To do —
- 1) Name every place mentioned in the Merryland Studio text.
- 2) Using the Merryland Studio text, answer each of the following:
(a) What was the studio's first production?
(b) How many films did P. Subramaniam produce, and how many of them did he direct?
(c) Under what name did the company begin distributing Tamil films in Kerala in 2024?
- 3) Return the section of the Merryland Studio text that starts at "Malayalam film production" and runs up to and including "Malayalam cinema history.".

[begin Text passage]

Merryland Studio
- Type: Private
- Industry: Motion pictures
- Founded: 1951; 75 years ago
- Founder: P. Subramaniam
- Headquarters: Nemom, Thiruvananthapuram, Kerala, India
- Area served: Kerala
- Products: Films
- Services: Film production; Film distribution;
- Subsidiaries: Neela Productions Vaika Merryland Release;

= Merryland Studio =

Malayalam film production studio

Merryland Studio is an Indian film studio based in Thiruvananthapuram, Kerala. It was established in 1950 by former Thiruvananthapuram mayor and businessman P. Subramaniam. He produced 70 films, 59 of them directed by himself. He was active between 1951 – 1979. The studio's home productions were made under the company Neela Productions. Merryland Studio was famous for their professional rivalry with Kunchacko's Udaya Studio. In 2024, the company started distributing Tamil films under Vaika Merryland Release in Kerala.

==History==
Subramaniam bought land at Nemom, Thiruvananthapuram, and founded the studio in 1951. Their first production was Aaathmasakhi (1952). Subramaniam primarily worked as a director for the studio. The studio's list includes a string of landmark films of Malayalam cinema history.

[end Text passage]
[begin Stored records]

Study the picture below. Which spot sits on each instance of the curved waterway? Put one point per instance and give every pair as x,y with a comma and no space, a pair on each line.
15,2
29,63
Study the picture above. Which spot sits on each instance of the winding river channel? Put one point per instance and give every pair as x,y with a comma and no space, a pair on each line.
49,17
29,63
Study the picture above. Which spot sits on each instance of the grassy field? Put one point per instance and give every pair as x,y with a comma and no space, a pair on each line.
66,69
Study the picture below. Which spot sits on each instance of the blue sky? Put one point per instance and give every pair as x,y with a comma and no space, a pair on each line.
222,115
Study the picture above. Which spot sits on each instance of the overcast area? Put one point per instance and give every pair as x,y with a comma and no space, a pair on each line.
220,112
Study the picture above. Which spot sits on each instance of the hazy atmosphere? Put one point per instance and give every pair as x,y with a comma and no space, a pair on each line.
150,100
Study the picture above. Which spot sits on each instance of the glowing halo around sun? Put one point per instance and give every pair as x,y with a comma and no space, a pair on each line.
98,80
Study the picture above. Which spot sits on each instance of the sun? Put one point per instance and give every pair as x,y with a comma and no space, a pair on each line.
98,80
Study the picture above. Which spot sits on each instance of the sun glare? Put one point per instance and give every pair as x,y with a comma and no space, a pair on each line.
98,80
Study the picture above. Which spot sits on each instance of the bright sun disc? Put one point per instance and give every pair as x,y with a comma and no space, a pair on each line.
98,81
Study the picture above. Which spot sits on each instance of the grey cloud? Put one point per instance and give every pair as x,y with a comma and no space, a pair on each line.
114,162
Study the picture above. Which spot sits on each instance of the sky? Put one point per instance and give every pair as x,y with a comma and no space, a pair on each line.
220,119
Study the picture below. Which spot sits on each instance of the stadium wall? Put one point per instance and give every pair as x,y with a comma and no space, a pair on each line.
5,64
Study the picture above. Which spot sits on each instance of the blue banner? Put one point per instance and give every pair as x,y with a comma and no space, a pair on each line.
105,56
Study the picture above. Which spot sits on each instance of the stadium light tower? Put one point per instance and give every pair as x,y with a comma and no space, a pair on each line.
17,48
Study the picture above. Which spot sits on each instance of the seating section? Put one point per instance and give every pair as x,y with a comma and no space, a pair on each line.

[end Stored records]

Results of the tasks —
- 1) Nemom, Thiruvananthapuram, Kerala, India

- 2)
(a) Aaathmasakhi (1952)
(b) He produced 70 films and directed 59 of them.
(c) Vaika Merryland Release

- 3)
Malayalam film production studio

Merryland Studio is an Indian film studio based in Thiruvananthapuram, Kerala. It was established in 1950 by former Thiruvananthapuram mayor and businessman P. Subramaniam. He produced 70 films, 59 of them directed by himself. He was active between 1951 – 1979. The studio's home productions were made under the company Neela Productions. Merryland Studio was famous for their professional rivalry with Kunchacko's Udaya Studio. In 2024, the company started distributing Tamil films under Vaika Merryland Release in Kerala.

==History==
Subramaniam bought land at Nemom, Thiruvananthapuram, and founded the studio in 1951. Their first production was Aaathmasakhi (1952). Subramaniam primarily worked as a director for the studio. The studio's list includes a string of landmark films of Malayalam cinema history.